## To do:
Return all records exactly. Nothing may be added.

## Supplied entries:
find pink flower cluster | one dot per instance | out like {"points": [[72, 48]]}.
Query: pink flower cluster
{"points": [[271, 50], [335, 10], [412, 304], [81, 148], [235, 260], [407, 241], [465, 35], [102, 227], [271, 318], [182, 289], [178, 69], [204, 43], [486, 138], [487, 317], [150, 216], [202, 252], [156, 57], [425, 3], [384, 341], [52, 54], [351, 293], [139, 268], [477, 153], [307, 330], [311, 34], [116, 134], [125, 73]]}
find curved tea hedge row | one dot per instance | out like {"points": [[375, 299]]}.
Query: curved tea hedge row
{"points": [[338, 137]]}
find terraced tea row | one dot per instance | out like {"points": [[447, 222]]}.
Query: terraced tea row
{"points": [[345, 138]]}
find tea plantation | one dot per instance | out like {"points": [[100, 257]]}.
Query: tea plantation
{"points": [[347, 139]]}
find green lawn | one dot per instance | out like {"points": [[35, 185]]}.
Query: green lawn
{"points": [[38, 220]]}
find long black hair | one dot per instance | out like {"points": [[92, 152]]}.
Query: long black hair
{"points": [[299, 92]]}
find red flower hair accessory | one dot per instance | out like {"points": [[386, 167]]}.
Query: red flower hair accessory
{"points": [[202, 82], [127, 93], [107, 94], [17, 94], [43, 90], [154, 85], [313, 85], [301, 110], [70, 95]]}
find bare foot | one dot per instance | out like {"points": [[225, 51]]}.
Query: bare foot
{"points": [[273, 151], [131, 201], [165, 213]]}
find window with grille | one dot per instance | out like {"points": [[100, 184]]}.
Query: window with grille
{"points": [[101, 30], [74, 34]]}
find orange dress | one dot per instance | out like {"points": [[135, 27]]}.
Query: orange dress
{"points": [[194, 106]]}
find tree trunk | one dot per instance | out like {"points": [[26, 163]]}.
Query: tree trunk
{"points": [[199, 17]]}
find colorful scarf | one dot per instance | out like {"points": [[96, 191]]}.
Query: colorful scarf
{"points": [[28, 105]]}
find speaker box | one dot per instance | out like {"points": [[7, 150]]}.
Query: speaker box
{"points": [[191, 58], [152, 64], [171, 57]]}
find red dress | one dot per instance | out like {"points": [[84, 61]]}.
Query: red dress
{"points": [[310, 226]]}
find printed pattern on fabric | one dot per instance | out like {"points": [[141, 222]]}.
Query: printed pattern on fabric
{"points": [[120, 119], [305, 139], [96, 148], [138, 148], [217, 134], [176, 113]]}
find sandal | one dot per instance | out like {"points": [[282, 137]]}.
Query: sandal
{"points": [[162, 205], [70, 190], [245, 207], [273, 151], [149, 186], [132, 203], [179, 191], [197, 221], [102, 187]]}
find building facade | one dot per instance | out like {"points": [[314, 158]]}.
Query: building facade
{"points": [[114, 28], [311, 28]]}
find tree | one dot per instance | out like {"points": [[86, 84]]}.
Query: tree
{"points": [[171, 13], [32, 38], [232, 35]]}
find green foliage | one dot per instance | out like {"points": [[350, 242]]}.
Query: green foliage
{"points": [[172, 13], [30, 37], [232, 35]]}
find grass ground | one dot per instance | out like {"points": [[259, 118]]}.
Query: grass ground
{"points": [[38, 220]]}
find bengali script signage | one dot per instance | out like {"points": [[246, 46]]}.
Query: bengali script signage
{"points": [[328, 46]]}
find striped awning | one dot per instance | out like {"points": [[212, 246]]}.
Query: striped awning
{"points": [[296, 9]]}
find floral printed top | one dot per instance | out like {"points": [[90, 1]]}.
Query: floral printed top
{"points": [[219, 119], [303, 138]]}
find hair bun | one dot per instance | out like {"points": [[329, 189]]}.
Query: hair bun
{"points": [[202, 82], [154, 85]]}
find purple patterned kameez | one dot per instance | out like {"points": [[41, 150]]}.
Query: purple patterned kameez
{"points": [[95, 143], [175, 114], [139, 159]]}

## Finished task:
find pink flower cluster | one dot per instance | out like {"points": [[72, 48]]}.
Query: pink flower cluster
{"points": [[271, 50], [335, 10], [412, 304], [81, 148], [235, 260], [407, 241], [465, 35], [102, 227], [271, 318], [182, 289], [178, 69], [204, 43], [486, 138], [487, 317], [150, 216], [202, 252], [156, 57], [425, 3], [384, 341], [52, 54], [351, 293], [139, 268], [477, 153], [307, 330], [311, 34], [116, 134], [125, 73]]}
find curved tea hedge row | one dot per instance | out like {"points": [[375, 299]]}.
Query: curved tea hedge row
{"points": [[338, 137]]}
find terraced tea row | one dot per instance | out like {"points": [[447, 222]]}.
Query: terraced tea row
{"points": [[345, 138]]}
find tea plantation | one dot per instance | out like {"points": [[100, 257]]}.
Query: tea plantation
{"points": [[347, 139]]}
find green lawn | one dot per instance | out like {"points": [[35, 185]]}.
Query: green lawn
{"points": [[38, 220]]}
find long black hair | one dot per instance | out like {"points": [[92, 152]]}.
Query: long black hair
{"points": [[299, 92]]}
find red flower hair accessory | one dot per instance | out like {"points": [[386, 167]]}.
Query: red flower hair accessory
{"points": [[202, 82], [127, 93], [107, 94], [17, 94], [43, 90], [154, 85], [313, 85], [301, 110], [70, 95]]}
find bare foot | one dot per instance | out like {"points": [[225, 51]]}.
Query: bare foot
{"points": [[273, 151], [131, 201], [165, 213]]}
find window with grille | one dot per instance | out like {"points": [[100, 184]]}.
Query: window with grille
{"points": [[101, 30], [74, 34]]}
find orange dress | one dot per instance | out like {"points": [[135, 27]]}.
Query: orange dress
{"points": [[194, 106]]}
find tree trunk | one dot per instance | out like {"points": [[26, 163]]}.
Query: tree trunk
{"points": [[199, 17]]}
find colorful scarf | one dot per instance | out like {"points": [[96, 191]]}.
Query: colorful scarf
{"points": [[28, 105]]}
find speaker box | one dot per instance | out like {"points": [[7, 150]]}.
Query: speaker box
{"points": [[191, 58], [152, 64], [171, 57]]}
find red dress | one dot per instance | out like {"points": [[84, 61]]}.
Query: red dress
{"points": [[310, 226]]}
find printed pattern on fabric | one dot per instance | out like {"points": [[141, 222]]}.
Query: printed pattern on fabric
{"points": [[120, 119], [305, 139], [96, 148], [138, 148], [217, 134], [176, 113]]}
find sandal | one dot per instance | out like {"points": [[282, 137]]}.
Query: sandal
{"points": [[162, 205], [70, 190], [245, 207], [273, 151], [149, 186], [132, 203], [179, 191], [197, 221], [102, 187]]}
find building facade | one dot per instance | out like {"points": [[314, 158]]}.
Query: building facade
{"points": [[114, 28], [311, 28]]}
find tree | one dot per instance | out like {"points": [[86, 84]]}.
Query: tree
{"points": [[171, 13], [32, 38], [232, 35]]}
find green foliage | one dot per instance | out like {"points": [[350, 242]]}.
Query: green foliage
{"points": [[172, 13], [30, 37], [232, 35]]}
find grass ground | one dot per instance | out like {"points": [[259, 118]]}.
Query: grass ground
{"points": [[38, 220]]}
find bengali script signage | one dot per instance | out like {"points": [[246, 46]]}.
Query: bengali script signage
{"points": [[328, 46]]}
find striped awning | one dot per instance | out like {"points": [[212, 246]]}.
Query: striped awning
{"points": [[296, 9]]}
find floral printed top | one dot per instance | out like {"points": [[90, 1]]}.
Query: floral printed top
{"points": [[219, 119], [303, 138]]}
find hair bun | one dot per instance | out like {"points": [[329, 189]]}.
Query: hair bun
{"points": [[202, 82], [154, 85]]}
find purple patterned kameez | one dot per instance | out like {"points": [[41, 150]]}.
Query: purple patterned kameez
{"points": [[95, 143], [175, 114], [139, 159]]}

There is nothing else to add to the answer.